*** Opening Source material ***
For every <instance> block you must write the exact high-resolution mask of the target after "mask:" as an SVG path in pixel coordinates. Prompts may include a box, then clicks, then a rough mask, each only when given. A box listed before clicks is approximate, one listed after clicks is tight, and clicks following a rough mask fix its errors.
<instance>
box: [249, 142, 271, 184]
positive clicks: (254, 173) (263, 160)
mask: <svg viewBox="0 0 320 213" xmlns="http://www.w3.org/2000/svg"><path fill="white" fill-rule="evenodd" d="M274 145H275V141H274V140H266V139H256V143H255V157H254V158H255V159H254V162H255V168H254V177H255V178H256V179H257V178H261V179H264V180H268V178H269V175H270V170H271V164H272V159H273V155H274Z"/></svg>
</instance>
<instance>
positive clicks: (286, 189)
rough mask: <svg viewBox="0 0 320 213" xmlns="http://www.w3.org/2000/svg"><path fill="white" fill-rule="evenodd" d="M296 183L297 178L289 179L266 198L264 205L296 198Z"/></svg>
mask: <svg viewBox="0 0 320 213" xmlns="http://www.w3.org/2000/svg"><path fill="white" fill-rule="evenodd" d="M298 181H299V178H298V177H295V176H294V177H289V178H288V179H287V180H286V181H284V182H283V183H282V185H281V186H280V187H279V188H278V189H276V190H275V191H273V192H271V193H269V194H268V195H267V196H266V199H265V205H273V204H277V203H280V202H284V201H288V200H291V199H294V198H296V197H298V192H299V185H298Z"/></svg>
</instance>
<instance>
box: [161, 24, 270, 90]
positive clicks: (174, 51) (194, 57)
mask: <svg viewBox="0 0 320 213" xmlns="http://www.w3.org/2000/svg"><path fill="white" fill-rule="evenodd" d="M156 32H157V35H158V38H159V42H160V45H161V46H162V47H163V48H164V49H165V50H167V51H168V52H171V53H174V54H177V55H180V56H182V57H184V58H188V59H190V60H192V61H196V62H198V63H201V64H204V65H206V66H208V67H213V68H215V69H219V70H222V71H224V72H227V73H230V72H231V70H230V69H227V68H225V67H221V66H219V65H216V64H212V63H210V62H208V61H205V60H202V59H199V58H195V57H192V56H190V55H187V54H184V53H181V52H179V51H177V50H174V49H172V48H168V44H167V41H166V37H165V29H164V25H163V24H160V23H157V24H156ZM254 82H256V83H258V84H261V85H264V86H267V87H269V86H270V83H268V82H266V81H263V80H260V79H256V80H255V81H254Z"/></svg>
*** Closing Source material ***
• _Task description_
Copy each line of the records verbatim.

• _Result of the exercise_
For every <instance> block you must write the exact high-resolution mask of the target after "mask:" as an SVG path in pixel coordinates. Prompts may include a box, then clicks, then a rough mask, each only when given. A box listed before clicks is approximate, one listed after clicks is tight, and clicks following a rough mask fix its errors.
<instance>
box: [249, 142, 271, 184]
positive clicks: (254, 173) (263, 160)
mask: <svg viewBox="0 0 320 213" xmlns="http://www.w3.org/2000/svg"><path fill="white" fill-rule="evenodd" d="M274 145H275V141H274V140H266V139H256V143H255V157H254V158H255V159H254V162H255V168H254V177H255V178H256V179H257V178H261V179H264V180H268V178H269V175H270V170H271V164H272V159H273V155H274Z"/></svg>
</instance>
<instance>
positive clicks: (286, 189)
rough mask: <svg viewBox="0 0 320 213" xmlns="http://www.w3.org/2000/svg"><path fill="white" fill-rule="evenodd" d="M296 183L297 178L289 179L266 198L264 205L296 198Z"/></svg>
mask: <svg viewBox="0 0 320 213" xmlns="http://www.w3.org/2000/svg"><path fill="white" fill-rule="evenodd" d="M298 181H299V178H298V177H295V176H294V177H289V178H288V179H287V180H286V181H284V182H283V183H282V185H281V186H280V187H279V188H278V189H276V190H275V191H273V192H271V193H269V194H268V195H267V196H266V199H265V205H273V204H277V203H280V202H284V201H288V200H291V199H294V198H296V197H298V192H299V185H298Z"/></svg>
</instance>
<instance>
box: [161, 24, 270, 90]
positive clicks: (174, 51) (194, 57)
mask: <svg viewBox="0 0 320 213" xmlns="http://www.w3.org/2000/svg"><path fill="white" fill-rule="evenodd" d="M156 32H157V35H158V38H159V42H160V45H161V46H162V47H163V48H164V49H165V50H167V51H168V52H171V53H174V54H177V55H180V56H182V57H184V58H188V59H190V60H192V61H196V62H198V63H201V64H204V65H206V66H208V67H213V68H215V69H219V70H222V71H224V72H227V73H230V72H231V70H230V69H227V68H225V67H221V66H219V65H216V64H212V63H210V62H208V61H205V60H202V59H199V58H195V57H192V56H190V55H187V54H184V53H181V52H179V51H177V50H174V49H172V48H168V44H167V41H166V37H165V29H164V25H163V24H160V23H157V24H156ZM254 82H256V83H258V84H261V85H264V86H267V87H269V86H270V83H268V82H266V81H263V80H260V79H256V80H255V81H254Z"/></svg>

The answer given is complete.